REQUIREMENT:
Can you reproduce everything in the news subscription poll below, from "Poll: Who pays" down to "statewide news source."?

— start DOCUMENT EXCERPT —

Poll: Who pays for their news?

Do you have one or more paid news subsciptions?

  • I have a paid subscription to a local newspaper/website.

    Votes: 45 24.6%
  • I have a paid subscription to a statewide news source.

    Votes: 6 3.3%
  • I have a paid subscription to a national news source.

    Votes: 59 32.2%
  • I do not pay for any news subscriptions.

    Votes: 73 39.9%

  • Total voters
    183
  • Poll closed .
Newspaper is also good for egg shells and coffee grounds! Don't hold back!

Also, bird cage floor lining.
You should be composting all of that, including the newspaper.
 
Up until a few years ago, I avoided paying .... trying to save my $$.

It finally dawned on me that if I want a strong media, I should be willing to financially support it (ads alone can't keep them afloat).

So I now subscribe to NY Time, Washington Post and The Economist.
My kids and I do share some of these subscriptions.

I wanted to ... and tried to support the local paper, but finally gave it up. It was just too bad and too expensive for what we got. (Mostly syndicated articles and all too often errors/articles that didn't really continue on Page 4 or that were duplicated in different sections of the paper. Also a new Publisher who overrode his own Editorial Board with his own opinions. )
 
You should be composting all of that, including the newspaper.

Just giving advice from observations on my part over the years. ;)

— end DOCUMENT EXCERPT —
— start PROVIDED RECORDS —

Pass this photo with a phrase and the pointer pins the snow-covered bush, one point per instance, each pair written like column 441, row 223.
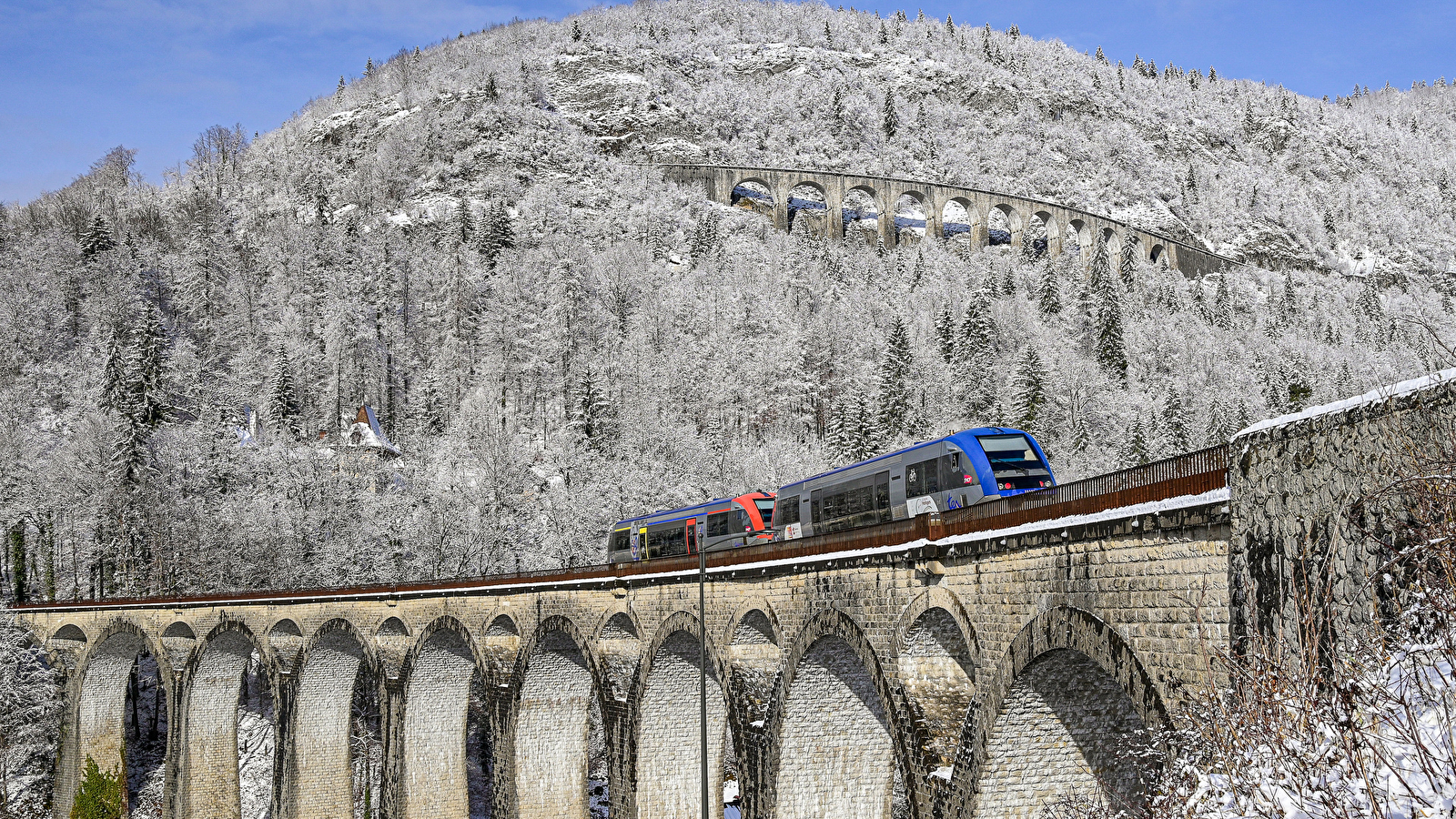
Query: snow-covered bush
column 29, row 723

— end PROVIDED RECORDS —
— start PROVIDED RECORDS —

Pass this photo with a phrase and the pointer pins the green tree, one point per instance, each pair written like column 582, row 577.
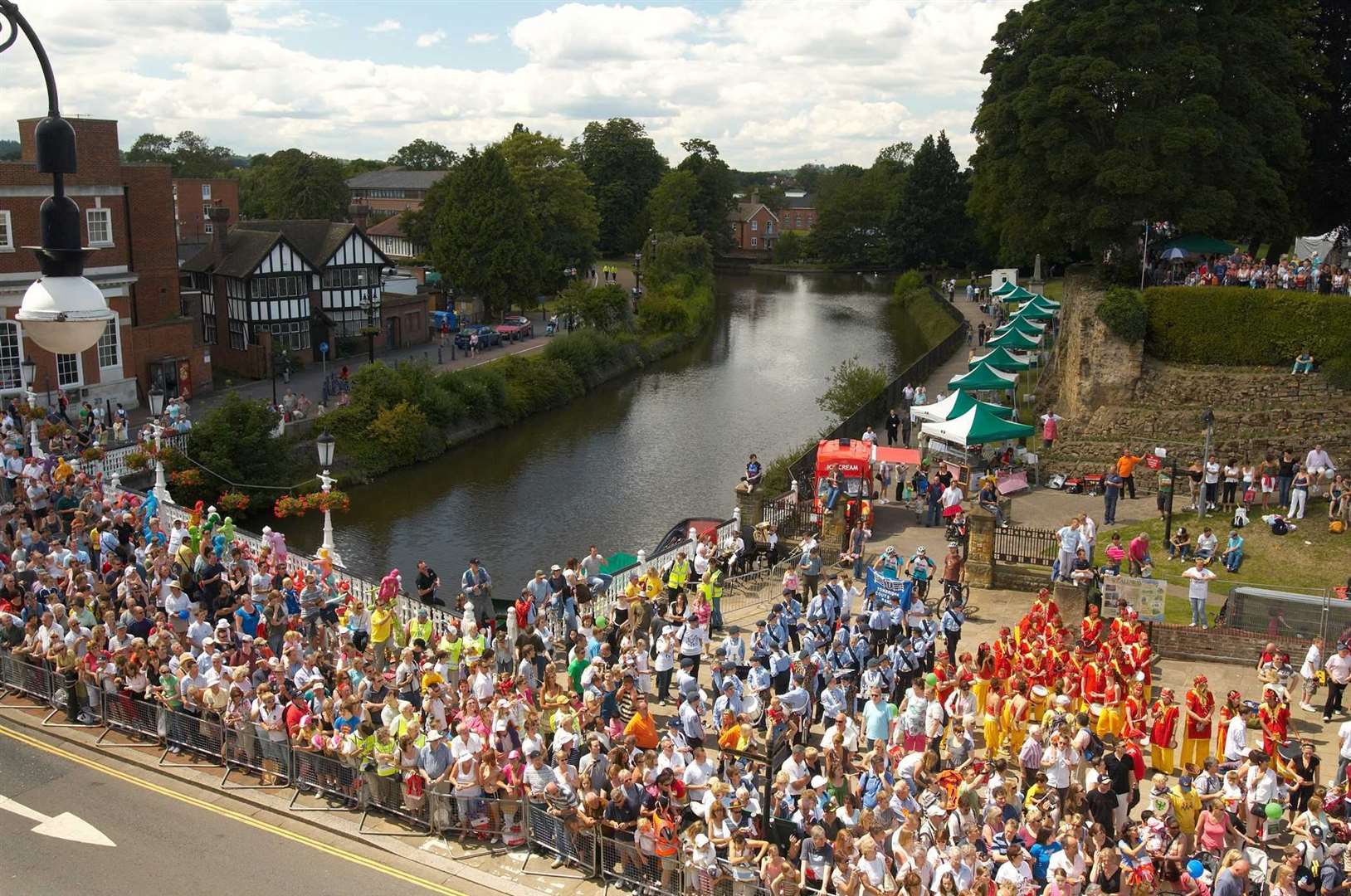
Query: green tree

— end PROVIDED RECORDS —

ANSWER BELOW:
Poll: Who pays for their news?

Do you have one or more paid news subsciptions?

  • I have a paid subscription to a local newspaper/website.

    Votes: 45 24.6%
  • I have a paid subscription to a statewide news source.